++++ Excerpted data

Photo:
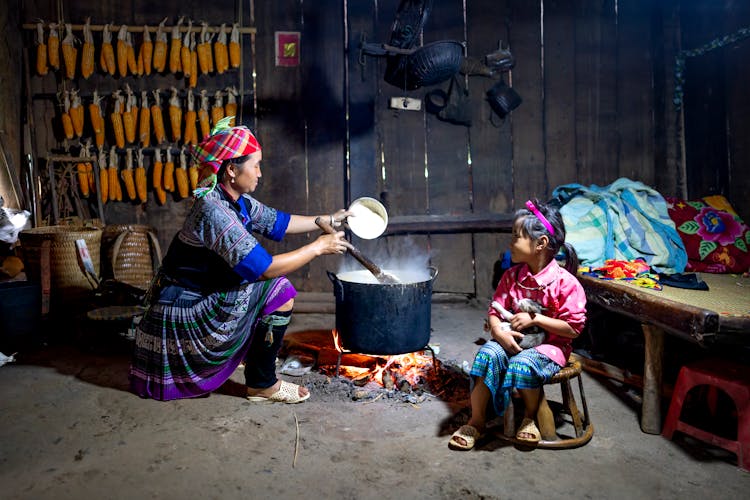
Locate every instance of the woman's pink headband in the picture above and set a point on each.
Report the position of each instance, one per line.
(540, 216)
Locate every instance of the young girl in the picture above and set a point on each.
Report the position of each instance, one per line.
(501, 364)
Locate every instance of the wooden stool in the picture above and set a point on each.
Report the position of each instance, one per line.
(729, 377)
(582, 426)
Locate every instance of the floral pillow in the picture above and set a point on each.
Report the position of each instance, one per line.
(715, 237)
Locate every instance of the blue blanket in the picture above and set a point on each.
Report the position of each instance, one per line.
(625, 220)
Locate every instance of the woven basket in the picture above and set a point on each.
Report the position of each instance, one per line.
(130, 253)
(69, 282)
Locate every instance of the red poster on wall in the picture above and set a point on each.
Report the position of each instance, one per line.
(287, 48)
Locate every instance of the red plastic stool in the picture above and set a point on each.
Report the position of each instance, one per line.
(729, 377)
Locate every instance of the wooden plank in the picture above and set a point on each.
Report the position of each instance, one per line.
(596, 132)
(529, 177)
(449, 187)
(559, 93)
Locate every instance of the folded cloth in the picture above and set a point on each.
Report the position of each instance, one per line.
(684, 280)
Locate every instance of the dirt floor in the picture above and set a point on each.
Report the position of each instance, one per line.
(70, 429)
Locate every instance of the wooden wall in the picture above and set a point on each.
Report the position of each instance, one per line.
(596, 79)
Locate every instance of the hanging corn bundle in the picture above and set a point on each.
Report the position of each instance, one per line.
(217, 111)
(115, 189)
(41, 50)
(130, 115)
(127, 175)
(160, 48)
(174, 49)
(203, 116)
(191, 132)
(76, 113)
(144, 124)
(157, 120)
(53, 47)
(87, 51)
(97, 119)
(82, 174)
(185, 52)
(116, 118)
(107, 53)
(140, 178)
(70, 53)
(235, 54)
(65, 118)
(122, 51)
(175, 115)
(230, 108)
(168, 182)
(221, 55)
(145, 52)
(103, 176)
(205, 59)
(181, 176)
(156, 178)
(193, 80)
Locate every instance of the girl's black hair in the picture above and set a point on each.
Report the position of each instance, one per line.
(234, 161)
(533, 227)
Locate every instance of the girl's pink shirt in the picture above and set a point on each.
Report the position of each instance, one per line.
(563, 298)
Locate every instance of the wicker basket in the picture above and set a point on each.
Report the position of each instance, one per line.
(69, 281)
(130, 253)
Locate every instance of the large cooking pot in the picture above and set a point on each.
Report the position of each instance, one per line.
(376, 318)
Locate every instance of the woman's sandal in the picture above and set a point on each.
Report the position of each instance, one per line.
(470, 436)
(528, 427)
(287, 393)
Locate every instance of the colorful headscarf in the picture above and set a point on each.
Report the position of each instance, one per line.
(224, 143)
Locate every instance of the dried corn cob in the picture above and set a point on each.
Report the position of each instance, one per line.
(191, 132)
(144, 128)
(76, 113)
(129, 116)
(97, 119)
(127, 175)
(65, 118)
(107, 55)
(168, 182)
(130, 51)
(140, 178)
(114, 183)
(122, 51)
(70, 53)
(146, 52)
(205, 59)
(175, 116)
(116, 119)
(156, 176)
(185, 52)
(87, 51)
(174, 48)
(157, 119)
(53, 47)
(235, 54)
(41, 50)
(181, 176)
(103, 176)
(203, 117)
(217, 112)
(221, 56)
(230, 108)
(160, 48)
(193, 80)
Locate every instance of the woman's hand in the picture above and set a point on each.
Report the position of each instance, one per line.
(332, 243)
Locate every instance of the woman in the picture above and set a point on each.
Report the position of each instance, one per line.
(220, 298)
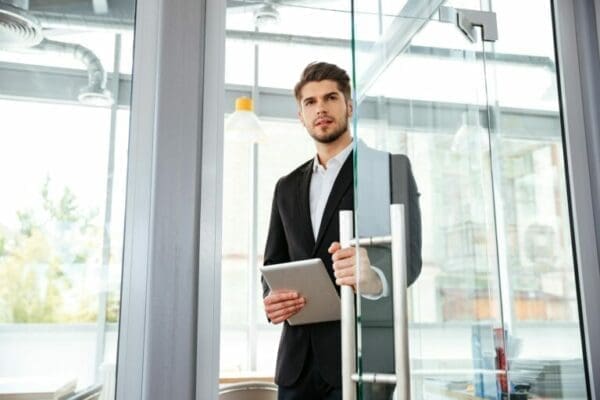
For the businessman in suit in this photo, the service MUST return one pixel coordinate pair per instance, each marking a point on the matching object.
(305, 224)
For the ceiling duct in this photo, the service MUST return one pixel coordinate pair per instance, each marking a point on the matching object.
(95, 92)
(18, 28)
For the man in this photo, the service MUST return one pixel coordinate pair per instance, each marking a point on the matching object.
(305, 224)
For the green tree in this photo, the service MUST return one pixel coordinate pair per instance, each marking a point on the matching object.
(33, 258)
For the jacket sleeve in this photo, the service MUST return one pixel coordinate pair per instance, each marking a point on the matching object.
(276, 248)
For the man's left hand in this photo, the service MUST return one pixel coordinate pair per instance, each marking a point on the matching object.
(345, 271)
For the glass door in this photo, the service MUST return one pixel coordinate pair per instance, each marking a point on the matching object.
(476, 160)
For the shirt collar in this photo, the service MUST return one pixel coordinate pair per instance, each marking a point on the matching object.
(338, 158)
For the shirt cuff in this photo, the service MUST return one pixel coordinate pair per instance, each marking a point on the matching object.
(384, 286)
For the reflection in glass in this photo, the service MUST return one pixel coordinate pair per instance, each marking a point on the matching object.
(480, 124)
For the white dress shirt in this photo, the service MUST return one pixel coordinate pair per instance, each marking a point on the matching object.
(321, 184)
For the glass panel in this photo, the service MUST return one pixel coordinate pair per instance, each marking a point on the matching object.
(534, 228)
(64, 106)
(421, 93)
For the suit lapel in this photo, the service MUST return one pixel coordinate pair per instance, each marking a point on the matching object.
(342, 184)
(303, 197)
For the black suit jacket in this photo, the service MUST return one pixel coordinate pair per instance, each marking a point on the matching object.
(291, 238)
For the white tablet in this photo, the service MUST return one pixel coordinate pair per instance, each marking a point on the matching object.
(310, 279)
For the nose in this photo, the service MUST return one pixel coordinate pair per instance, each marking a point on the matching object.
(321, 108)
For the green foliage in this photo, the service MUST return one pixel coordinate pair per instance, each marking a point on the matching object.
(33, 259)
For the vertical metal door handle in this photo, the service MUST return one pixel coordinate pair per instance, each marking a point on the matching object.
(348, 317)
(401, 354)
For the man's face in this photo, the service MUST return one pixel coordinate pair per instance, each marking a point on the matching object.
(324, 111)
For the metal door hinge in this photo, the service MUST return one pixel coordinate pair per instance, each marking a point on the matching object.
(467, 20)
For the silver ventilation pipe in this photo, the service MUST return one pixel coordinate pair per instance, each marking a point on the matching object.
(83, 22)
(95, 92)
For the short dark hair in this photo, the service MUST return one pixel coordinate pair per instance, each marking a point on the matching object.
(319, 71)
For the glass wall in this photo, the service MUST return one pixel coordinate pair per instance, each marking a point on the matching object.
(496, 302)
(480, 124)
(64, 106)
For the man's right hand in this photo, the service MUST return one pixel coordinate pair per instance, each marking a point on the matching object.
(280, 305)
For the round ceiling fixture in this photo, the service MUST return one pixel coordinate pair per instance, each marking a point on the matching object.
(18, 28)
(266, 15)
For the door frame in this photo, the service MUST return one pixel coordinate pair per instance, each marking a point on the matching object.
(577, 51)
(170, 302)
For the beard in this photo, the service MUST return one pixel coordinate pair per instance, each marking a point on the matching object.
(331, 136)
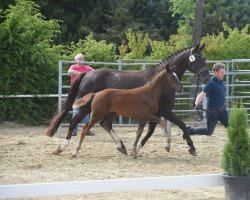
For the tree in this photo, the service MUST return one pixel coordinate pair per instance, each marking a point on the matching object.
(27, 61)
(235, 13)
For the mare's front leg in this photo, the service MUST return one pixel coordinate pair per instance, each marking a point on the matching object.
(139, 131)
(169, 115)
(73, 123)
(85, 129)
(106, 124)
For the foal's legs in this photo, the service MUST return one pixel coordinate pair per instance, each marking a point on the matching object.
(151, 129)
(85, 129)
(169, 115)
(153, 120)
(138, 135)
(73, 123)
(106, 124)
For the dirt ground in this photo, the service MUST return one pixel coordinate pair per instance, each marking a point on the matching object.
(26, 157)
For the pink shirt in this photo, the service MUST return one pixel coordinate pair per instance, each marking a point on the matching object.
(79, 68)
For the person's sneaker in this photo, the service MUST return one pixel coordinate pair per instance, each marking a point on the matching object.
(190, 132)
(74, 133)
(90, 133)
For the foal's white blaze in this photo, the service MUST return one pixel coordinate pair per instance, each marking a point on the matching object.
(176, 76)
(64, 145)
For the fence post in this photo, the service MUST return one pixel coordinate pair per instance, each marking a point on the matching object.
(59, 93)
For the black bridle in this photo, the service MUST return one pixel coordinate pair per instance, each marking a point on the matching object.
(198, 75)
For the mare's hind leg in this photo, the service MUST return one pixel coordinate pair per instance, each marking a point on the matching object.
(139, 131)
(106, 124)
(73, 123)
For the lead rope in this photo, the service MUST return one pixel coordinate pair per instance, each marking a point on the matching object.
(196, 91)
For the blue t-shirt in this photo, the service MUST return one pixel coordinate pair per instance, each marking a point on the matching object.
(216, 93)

++++++++
++++ Excerpted data

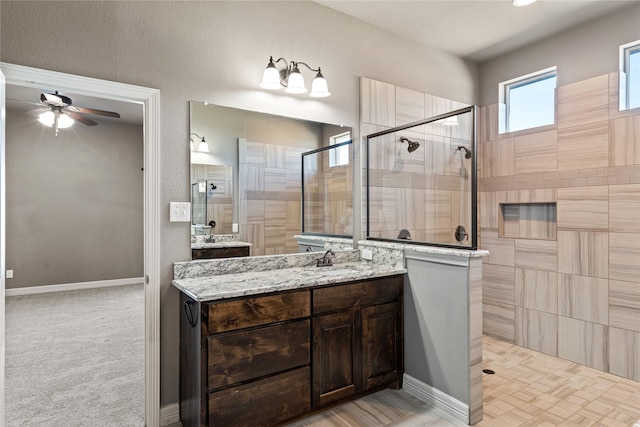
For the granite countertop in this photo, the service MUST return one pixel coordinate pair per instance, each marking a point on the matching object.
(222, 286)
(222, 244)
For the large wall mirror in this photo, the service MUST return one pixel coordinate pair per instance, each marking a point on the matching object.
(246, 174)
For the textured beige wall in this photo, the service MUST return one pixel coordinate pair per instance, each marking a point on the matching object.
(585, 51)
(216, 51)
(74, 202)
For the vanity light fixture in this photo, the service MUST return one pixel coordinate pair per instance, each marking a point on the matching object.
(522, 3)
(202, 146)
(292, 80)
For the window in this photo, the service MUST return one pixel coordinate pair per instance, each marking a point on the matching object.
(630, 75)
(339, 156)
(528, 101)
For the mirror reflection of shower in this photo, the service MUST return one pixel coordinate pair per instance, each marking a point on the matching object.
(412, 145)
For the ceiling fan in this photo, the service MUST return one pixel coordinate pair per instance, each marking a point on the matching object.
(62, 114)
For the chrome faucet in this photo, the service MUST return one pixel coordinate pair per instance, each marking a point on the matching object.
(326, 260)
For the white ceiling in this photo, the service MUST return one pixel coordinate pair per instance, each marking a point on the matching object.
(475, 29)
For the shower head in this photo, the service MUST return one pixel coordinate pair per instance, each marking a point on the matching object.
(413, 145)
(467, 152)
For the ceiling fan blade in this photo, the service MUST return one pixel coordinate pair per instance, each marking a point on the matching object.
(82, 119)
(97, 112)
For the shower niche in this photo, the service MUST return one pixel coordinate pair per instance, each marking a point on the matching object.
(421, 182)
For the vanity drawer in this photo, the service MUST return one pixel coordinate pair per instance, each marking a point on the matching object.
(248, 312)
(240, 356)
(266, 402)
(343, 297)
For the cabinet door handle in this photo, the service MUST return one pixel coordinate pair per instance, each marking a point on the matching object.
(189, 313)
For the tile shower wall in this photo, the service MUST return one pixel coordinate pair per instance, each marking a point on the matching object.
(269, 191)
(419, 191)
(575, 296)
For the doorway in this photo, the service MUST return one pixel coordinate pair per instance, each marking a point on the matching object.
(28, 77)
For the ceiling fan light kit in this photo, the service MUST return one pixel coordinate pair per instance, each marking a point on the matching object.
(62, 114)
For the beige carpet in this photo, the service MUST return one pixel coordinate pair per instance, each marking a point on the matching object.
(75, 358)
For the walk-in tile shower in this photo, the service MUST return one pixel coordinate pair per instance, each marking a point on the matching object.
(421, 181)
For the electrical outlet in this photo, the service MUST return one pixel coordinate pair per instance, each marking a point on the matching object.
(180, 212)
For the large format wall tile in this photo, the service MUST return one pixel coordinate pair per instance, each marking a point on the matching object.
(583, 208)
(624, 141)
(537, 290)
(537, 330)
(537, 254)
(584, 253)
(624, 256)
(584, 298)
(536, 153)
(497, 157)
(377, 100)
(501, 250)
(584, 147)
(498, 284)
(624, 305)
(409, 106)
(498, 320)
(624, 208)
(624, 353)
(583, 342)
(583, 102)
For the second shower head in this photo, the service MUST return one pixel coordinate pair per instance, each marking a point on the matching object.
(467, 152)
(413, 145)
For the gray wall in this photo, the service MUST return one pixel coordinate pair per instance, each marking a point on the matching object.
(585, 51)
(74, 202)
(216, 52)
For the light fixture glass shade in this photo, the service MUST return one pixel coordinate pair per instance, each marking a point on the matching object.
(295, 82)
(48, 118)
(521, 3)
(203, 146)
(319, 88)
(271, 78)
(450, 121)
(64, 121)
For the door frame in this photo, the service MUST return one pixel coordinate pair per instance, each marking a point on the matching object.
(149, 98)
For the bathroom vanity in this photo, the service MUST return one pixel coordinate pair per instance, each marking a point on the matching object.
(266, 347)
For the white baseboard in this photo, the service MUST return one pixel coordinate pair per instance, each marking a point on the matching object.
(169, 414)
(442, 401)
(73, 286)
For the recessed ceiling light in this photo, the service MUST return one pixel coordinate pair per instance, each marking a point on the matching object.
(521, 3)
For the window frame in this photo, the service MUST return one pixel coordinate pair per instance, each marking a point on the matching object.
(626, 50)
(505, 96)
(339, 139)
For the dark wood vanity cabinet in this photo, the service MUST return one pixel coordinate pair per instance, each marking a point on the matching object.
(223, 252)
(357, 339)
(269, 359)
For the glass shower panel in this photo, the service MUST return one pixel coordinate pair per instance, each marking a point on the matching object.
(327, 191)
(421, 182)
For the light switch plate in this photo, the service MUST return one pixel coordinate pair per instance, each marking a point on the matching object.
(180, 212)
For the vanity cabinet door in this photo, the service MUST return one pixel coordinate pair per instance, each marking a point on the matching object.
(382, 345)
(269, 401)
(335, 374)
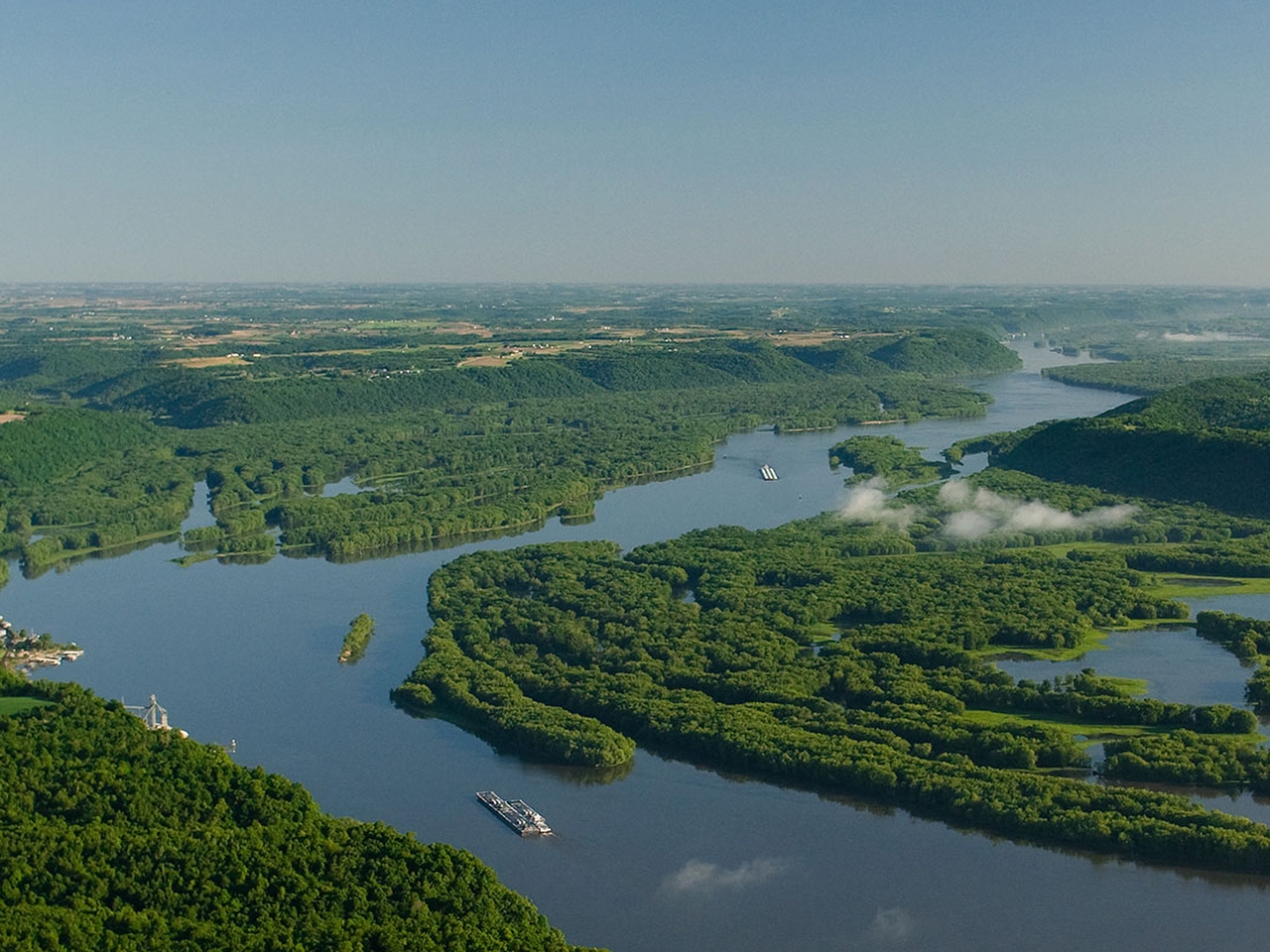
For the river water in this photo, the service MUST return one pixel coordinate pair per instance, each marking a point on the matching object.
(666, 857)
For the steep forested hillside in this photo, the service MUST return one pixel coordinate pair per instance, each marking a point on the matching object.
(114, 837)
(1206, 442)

++++++++

[What is required] Rewrite the records from the line containing "For the river" down through the line containing "(1206, 442)", using "tree-covered mountain slope" in place of "steep forested hillside" and leaving everything else as it is.

[Solution]
For the river water in this photo, the service MUST return one pixel coordinate pair per instance, each marking a point on the matching object.
(666, 857)
For the tree-covered mountain slope in this photo, the service MUST return one pixel coordinate pair per instance, each marking a point on the matching object.
(114, 837)
(1206, 442)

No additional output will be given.